### [Document excerpt]
..............................

There are two ways to calculate OEE: a simple way and a more involved way. Put simply, overall equipment effectiveness (OEE) is a measure of how much quality product a facility makes during its planned productive time. The higher the score, the more quality product the facility makes (ie. 100% OEE means that 100% of all products made during productive time are quality). This seems like it might just be an interesting number to know, but it's actually an incredibly useful metric to gauge how effective and efficient your equipment is.
The simple calculation
The simple way of calculating OEE is to take an asset's actual production speed and measure that against the theoretical maximum production speed.
Let's say that in a 10 hour period (600 minutes), Asset A should be able to make 600 good products (or 1 good product per minute). This is the theoretical maximum speed.
In an actual 10 hour period, the machine makes 300 good products. This means that the OEE for that asset is 50% - the asset has only made about half its maximum quality products, meaning that it is 50% effective.
The preferred calculation: availability (A), performance (P), and quality (Q)
The preferred way of calculating OEE is more involved than the simple calculation because it includes the APQ of the asset: the availability, performance, and quality.
You might ask why there's two methods of calculating OEE. That's because the more involved way isn't just another way of measuring OEE. Instead, it's a way of understanding where that lost effectiveness is going or what part of the production process needs improvement. It is this method of calculating that makes OEE a useful diagnostic tool for inefficient equipment.

..............................

### [Stored data]
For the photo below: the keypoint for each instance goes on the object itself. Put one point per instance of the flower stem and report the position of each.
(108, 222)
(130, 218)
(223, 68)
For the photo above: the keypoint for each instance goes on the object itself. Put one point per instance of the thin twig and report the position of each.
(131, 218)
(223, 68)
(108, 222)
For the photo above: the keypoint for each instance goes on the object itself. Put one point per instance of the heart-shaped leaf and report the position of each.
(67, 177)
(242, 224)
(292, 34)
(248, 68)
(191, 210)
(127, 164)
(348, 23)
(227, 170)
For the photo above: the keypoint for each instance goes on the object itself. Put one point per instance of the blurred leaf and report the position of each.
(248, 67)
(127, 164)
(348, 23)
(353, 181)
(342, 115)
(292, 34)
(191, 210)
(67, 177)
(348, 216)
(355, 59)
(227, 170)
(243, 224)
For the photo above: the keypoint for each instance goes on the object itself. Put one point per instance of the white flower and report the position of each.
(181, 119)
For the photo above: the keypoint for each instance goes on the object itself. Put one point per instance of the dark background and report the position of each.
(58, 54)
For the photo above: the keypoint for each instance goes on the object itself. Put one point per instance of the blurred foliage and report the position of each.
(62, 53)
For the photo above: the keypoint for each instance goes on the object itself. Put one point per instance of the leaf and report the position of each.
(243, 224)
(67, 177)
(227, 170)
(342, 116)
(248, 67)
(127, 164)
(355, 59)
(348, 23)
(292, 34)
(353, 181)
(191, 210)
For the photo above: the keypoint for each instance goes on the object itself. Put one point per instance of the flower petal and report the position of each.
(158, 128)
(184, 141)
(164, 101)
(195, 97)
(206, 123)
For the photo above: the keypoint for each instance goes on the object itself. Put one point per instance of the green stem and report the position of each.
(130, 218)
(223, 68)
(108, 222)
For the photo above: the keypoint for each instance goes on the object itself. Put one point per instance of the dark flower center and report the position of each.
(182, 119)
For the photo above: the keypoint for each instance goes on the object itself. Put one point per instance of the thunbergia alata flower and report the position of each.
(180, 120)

..............................

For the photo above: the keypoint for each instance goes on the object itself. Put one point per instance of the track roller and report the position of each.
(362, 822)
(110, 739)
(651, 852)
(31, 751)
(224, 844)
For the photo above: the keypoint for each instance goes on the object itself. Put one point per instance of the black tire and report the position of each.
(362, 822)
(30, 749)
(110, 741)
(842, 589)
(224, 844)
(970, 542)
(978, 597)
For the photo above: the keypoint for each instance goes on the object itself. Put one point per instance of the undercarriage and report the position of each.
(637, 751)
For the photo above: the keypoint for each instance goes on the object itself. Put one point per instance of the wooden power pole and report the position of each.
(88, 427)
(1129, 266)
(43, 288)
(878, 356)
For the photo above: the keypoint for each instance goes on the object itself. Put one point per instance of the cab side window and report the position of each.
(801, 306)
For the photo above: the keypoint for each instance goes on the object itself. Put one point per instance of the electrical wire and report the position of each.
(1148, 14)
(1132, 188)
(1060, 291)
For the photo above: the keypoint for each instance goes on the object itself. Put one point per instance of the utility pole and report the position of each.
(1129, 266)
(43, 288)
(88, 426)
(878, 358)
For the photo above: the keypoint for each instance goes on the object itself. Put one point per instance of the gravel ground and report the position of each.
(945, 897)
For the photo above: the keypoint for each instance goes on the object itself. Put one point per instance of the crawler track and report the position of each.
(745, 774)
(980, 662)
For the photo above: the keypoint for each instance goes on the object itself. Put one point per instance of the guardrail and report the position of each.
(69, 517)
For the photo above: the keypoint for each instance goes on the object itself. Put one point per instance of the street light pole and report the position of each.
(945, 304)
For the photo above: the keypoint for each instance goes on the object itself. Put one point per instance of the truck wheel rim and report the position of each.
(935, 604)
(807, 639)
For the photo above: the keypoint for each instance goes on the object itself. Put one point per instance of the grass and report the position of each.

..............................

What comes next in the piece on calculating OEE? Write the continuation, starting after its final sentence. Leave the data aside; it has no role here.

### [Answer space]
Essentially, APQ tries to figure out exactly why product is being lost:
- Availability: Are we losing product because the machine isn't running?
- Performance: Are we creating the right products at the best possible speed?
- Quality: Are we making good products and not needing to rework bad ones?
To calculate these:
To calculate availability, we need to look at the asset's run time divided by the actual planned production time (ie. how much did we run vs. how much did we plan to run).
To calculate performance, we need to look at our ideal cycle time multiplied by the total number of product, which gives us the fastest time to create product. Then, we divide this by the overall runtime of the asset.
To calculate quality, we need to divide the total number of good parts that we produced by the total number of parts we made overall. This gives us the general proportion of good vs. bad products.